** begin Data records **

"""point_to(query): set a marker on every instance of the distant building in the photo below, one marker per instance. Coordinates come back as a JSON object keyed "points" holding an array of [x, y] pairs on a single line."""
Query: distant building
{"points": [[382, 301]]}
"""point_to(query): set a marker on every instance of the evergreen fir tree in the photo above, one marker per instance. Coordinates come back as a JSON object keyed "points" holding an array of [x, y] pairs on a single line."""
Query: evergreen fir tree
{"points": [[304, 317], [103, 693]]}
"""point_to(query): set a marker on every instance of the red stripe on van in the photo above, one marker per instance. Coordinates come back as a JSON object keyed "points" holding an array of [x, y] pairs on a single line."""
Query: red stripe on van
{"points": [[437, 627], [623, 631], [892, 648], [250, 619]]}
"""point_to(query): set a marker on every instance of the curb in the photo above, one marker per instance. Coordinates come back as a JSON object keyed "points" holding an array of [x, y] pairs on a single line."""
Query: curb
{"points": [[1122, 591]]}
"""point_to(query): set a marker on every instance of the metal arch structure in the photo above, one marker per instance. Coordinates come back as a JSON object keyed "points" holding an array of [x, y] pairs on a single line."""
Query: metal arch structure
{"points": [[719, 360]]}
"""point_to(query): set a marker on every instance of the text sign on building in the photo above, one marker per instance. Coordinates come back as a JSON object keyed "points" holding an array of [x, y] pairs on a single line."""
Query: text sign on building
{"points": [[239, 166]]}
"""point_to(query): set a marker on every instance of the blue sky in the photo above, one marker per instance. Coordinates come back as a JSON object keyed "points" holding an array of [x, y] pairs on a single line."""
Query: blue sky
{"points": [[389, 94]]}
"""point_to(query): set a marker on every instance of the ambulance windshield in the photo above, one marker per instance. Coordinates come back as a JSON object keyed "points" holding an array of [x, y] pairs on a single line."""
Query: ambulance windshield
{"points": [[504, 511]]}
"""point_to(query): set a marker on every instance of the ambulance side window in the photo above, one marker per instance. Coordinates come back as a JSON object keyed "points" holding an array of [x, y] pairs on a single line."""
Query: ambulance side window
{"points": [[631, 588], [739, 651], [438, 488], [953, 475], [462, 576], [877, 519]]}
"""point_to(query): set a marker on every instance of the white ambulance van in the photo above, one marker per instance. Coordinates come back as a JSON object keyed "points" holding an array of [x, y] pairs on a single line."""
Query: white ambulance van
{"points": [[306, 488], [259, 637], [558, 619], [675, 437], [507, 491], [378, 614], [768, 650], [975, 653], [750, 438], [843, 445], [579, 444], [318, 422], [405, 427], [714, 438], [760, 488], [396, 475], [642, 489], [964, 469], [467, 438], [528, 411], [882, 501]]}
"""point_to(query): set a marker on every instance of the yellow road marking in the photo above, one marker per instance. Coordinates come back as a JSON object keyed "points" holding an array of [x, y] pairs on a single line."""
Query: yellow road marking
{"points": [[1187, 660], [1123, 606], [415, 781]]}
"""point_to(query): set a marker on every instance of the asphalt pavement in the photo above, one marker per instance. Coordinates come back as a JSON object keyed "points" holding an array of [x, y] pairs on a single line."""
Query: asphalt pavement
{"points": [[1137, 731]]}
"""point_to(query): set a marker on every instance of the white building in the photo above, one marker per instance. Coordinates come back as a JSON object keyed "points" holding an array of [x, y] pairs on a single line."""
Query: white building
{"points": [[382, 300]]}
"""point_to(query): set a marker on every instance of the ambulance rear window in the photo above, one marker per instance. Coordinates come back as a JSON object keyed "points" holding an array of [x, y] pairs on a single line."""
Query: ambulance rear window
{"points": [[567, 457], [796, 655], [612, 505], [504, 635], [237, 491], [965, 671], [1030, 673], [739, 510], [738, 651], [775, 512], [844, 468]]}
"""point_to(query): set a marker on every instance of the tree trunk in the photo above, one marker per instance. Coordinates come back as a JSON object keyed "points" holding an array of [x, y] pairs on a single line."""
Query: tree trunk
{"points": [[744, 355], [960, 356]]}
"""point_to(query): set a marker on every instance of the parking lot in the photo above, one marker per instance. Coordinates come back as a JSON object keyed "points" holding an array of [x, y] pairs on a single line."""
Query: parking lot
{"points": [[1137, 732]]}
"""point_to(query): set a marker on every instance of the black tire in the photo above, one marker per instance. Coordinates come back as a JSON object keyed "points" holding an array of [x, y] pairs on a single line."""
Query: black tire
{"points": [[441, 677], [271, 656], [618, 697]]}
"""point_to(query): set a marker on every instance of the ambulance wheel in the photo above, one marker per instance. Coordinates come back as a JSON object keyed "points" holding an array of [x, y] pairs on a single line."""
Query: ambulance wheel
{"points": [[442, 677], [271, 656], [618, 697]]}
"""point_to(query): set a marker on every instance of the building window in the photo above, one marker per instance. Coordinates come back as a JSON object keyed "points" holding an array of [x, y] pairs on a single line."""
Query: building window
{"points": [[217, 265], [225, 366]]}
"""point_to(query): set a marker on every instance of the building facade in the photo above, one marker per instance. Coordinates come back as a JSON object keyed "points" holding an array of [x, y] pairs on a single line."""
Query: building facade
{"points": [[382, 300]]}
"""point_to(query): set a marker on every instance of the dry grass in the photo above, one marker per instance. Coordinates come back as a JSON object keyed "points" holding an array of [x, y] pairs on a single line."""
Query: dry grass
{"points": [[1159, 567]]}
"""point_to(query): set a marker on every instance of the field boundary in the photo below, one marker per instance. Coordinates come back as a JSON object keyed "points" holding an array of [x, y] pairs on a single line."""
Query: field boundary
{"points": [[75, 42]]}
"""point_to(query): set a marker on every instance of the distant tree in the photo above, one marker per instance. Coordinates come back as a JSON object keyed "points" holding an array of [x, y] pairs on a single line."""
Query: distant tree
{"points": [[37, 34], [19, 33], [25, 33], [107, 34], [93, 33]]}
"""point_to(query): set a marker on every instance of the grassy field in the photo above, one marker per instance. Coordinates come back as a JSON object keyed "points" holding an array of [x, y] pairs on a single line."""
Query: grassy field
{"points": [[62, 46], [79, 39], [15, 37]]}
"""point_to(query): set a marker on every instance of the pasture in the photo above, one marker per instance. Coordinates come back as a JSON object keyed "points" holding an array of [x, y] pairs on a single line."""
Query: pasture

** end Data records **

Exercise: Reproduce all of the data above word for word, without changing or leaving out anything.

The solution:
"""point_to(query): set a marker on every instance of the distant building in the photo below, one marker per instance. Coordinates come back as a JSON object keyed "points" holding an array of [x, y] pairs on a single line."""
Query: distant building
{"points": [[382, 301]]}
"""point_to(query): set a marker on every instance of the evergreen fir tree in the photo above, one marker per instance. Coordinates come back as a JSON object keyed "points" holding an array of [x, y] pairs on a single line."""
Query: evergreen fir tree
{"points": [[304, 317], [103, 693]]}
"""point_to(query): set a marker on every instance of the red stripe on van in the photo above, one marker per instance. Coordinates come back as a JSON object keyed "points" holding an array of [x, y] pairs on a single line."""
Query: red stripe on van
{"points": [[437, 627], [623, 631], [892, 648], [250, 619]]}
"""point_to(query): set a marker on every instance of the curb in the photo above, one marker per instance. Coordinates come back as a JSON object keyed "points" holding an array of [x, y] pairs on a single line."""
Query: curb
{"points": [[1122, 591]]}
"""point_to(query): set a marker on every instance of the metal arch structure in the photo above, one marker per instance. Coordinates come back as a JSON object keyed "points" holding an array of [x, y] pairs on a single line."""
Query: metal arch structure
{"points": [[719, 360]]}
"""point_to(query): set a marker on every instance of the text sign on building in the photo above, one marker per instance. Coordinates come back as a JSON object keyed "points" holding an array of [x, y] pairs on a single line."""
Query: text sign on building
{"points": [[239, 166]]}
"""point_to(query): set a marker on every instance of the blue sky in the photo above, one marker per instance. Coordinates come back as a JSON object keyed "points" holding an array of [x, y] pairs on a single line."""
Query: blue sky
{"points": [[389, 94]]}
"""point_to(query): set a marker on every instance of the ambulance windshield in the photo above, one marker per instance. Coordinates come back as a JSON object keyed "points" holding an array of [x, y] pairs on a single line."""
Query: ambulance windshield
{"points": [[504, 511]]}
"""point_to(query): set a marker on every instance of the ambulance side window in the photo above, one marker per instance. Coordinates come back as a JSON object keyed "points" holding an array of [x, y] pairs on a single line."""
Query: ambulance side window
{"points": [[631, 588], [739, 651], [438, 488], [953, 475], [462, 576], [877, 519]]}
"""point_to(query): set a marker on every instance of the white ambulance van in the photo above, one marker per instance. Coordinates come back as a JSON object keyed "points" holding an array of [x, y] pairs on a single line."""
Query: white ambulance van
{"points": [[306, 488], [259, 637], [558, 619], [675, 437], [507, 491], [378, 614], [768, 650], [975, 653], [750, 438], [843, 445], [579, 444], [318, 422], [405, 427], [714, 438], [760, 488], [396, 475], [642, 489], [964, 469], [467, 438], [528, 411], [882, 501]]}
"""point_to(query): set a marker on every instance of the yellow road marking in the photo above, one marker per instance. Coordinates come back as a JSON object keyed "points" holding an array of [x, y] pairs on a single line."""
Query: yellow road marking
{"points": [[1187, 660], [1123, 606], [415, 781]]}
"""point_to(query): set a marker on every instance of the asphalt pavement in the photo above, one marker per instance. Coordinates come back as a JSON object keyed "points" holding an array of [x, y] pairs on a single line."""
Query: asphalt pavement
{"points": [[1137, 731]]}
"""point_to(query): set a marker on every instance of the white building in the photo above, one marker per instance. Coordinates come back as a JSON object keyed "points" holding an array of [x, y] pairs on a single line."""
Query: white building
{"points": [[382, 300]]}
"""point_to(query): set a marker on every instance of the ambulance rear window in the photo above, one marker per instance. Coordinates come back as a JSON object keyed "points" holding an array of [x, y] pairs on a single line."""
Query: ambulance rear window
{"points": [[567, 457], [796, 655], [612, 505], [504, 635], [237, 491], [965, 671], [1030, 673], [739, 510], [738, 651], [775, 512], [844, 468]]}
"""point_to(query): set a marker on every instance of the tree trunk in the photo above, one marker per instance. Coordinates come back as a JSON object keyed "points" holding an array of [x, y] pairs on a single line."""
Query: tree trunk
{"points": [[744, 355], [960, 356]]}
"""point_to(query): set a marker on every instance of the parking lot in the photo above, one marker per instance. Coordinates come back as a JSON object keyed "points" holding an array of [x, y] pairs on a single line."""
Query: parking lot
{"points": [[1137, 732]]}
"""point_to(query): set a marker on every instance of the black tire in the photo above, one marker per instance. Coordinates come back as a JSON object keyed "points" holding an array of [x, y] pairs on a single line."""
Query: black tire
{"points": [[441, 677], [271, 656], [618, 697]]}
"""point_to(query): set a marker on every instance of the ambulance wheel in the photo above, one marker per instance. Coordinates come back as a JSON object keyed "points" holding an array of [x, y] pairs on a single line."""
Query: ambulance wheel
{"points": [[442, 677], [271, 656], [618, 697]]}
"""point_to(query): set a marker on every instance of the building window in the photo above, one marker per instance. Coordinates come back as a JSON object keyed "points" holding an array of [x, y] pairs on a single line."""
Query: building window
{"points": [[217, 265], [225, 366]]}
"""point_to(query): set a marker on every instance of the building facade in the photo above, one marker per instance. Coordinates come back as a JSON object keyed "points" holding an array of [x, y] pairs on a single line."""
Query: building facade
{"points": [[382, 300]]}
"""point_to(query): set a marker on every instance of the dry grass in the photo above, one marker per instance. Coordinates come back as a JSON object keyed "points" holding an array of [x, y] pairs on a single line."""
Query: dry grass
{"points": [[1159, 567]]}
"""point_to(query): set a marker on every instance of the field boundary in the photo below, one marker per instance. Coordinates come back as a JSON object keyed "points" holding an array of [x, y] pairs on a single line."""
Query: field boundary
{"points": [[75, 42]]}
"""point_to(query): set a marker on every instance of the distant tree in the photo above, one marker per instance. Coordinates come back as a JSON object keyed "points" holding an array of [x, y] pairs on a single line."""
Query: distant tree
{"points": [[37, 34], [19, 33], [25, 33], [107, 34], [93, 33]]}
"""point_to(query): set a marker on every instance of the grassy field in the photo above, one marker per instance. Coordinates come back as a JSON object keyed "points" holding an array of [x, y] pairs on a single line."""
Query: grassy field
{"points": [[62, 46], [79, 39], [15, 37]]}
"""point_to(query): set a marker on every instance of the pasture in the photo above, one marker per instance. Coordinates come back as a JSON object keyed "points" holding an array of [x, y] pairs on a single line."""
Query: pasture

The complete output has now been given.